▸ Problem description
Return every line of the records below exactly as it appears, without the pictures.

▸ Extracted entries
□ □ □ □

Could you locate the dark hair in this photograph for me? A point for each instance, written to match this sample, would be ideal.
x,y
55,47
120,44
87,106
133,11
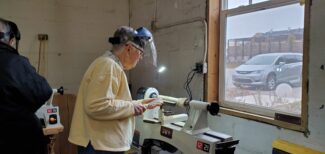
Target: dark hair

□ □ □ □

▸ Response to the task
Could you locate the dark hair in this photograph for me? A point for each instance, written to match this sample, would be ideal.
x,y
55,47
120,44
87,106
133,11
Target: dark hair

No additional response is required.